### DATA RECORDS ###

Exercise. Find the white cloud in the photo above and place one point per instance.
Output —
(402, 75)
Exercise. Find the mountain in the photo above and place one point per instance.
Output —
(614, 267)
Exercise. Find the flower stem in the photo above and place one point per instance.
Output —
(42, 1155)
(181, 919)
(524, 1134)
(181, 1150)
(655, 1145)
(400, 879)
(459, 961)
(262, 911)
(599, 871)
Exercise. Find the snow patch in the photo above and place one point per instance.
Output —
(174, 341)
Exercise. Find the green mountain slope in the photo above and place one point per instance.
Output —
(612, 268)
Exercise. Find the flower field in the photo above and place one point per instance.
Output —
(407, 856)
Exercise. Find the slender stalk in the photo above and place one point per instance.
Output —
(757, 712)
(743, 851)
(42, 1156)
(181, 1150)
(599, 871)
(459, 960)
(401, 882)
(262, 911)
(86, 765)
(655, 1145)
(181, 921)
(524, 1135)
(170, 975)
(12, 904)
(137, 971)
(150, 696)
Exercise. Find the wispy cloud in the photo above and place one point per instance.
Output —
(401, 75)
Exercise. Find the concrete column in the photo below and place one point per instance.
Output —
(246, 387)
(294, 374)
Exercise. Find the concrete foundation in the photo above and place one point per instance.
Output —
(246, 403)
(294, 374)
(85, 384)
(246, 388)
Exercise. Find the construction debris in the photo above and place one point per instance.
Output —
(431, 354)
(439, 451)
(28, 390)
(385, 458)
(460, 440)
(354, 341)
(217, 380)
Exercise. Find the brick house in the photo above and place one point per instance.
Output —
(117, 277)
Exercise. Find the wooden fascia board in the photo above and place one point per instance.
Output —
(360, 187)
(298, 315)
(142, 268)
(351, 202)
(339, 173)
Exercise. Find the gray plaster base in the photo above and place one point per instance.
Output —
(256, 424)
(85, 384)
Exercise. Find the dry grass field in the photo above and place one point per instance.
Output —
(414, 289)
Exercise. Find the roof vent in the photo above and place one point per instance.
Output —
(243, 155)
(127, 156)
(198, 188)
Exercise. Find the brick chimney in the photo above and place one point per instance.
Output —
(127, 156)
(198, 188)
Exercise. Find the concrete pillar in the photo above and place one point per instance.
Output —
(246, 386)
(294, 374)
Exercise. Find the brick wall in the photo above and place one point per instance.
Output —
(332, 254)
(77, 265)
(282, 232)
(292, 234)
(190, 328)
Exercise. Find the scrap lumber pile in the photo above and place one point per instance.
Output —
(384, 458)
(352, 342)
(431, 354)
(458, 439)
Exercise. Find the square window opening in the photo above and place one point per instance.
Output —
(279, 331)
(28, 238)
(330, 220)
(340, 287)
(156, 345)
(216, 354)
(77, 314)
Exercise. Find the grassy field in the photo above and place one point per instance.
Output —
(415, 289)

###

TASK OBJECTIVE =>
Please go through the entries and show every line with the word "cloud".

SOLUTION =>
Exercise. Find the white cloud in the photo above and place one point per instance.
Exercise. Find the wispy cloud in the photo above and place one point per instance.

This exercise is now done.